** begin The records **

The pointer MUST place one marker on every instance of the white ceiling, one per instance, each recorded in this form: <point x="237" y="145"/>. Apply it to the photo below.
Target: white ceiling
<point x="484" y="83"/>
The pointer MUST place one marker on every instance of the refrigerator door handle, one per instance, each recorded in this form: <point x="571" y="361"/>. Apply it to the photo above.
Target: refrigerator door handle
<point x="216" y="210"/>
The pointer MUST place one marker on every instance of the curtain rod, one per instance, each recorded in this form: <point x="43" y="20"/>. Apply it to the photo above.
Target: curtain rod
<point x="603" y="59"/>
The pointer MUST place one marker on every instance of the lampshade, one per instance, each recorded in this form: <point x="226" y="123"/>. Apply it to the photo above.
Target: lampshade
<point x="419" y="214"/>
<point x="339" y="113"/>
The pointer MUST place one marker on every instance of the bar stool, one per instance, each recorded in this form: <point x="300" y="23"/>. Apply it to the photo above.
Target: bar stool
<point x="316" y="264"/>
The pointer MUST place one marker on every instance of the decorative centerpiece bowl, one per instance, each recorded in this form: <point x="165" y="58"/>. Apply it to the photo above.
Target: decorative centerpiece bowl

** end The records **

§ **Brief**
Will you repeat, word for word, the lines above from the one containing "the lampshade, one" through the last line, both included?

§ **Exercise output**
The pointer MUST place one marker on every instance of the lampshade, one per instance, each recorded in this form: <point x="226" y="123"/>. Apply it to the photo above.
Target: lampshade
<point x="419" y="214"/>
<point x="339" y="113"/>
The pointer MUST place one marker on every instance of the bar stool, one per instance, each recorded in this form: <point x="300" y="23"/>. Apply it to the photo above.
Target: bar stool
<point x="316" y="264"/>
The pointer MUST place one marker on every instance of the decorative centerpiece bowl, one per instance, each recorded in this form: <point x="165" y="58"/>. Apply it to the photo above.
Target: decorative centerpiece bowl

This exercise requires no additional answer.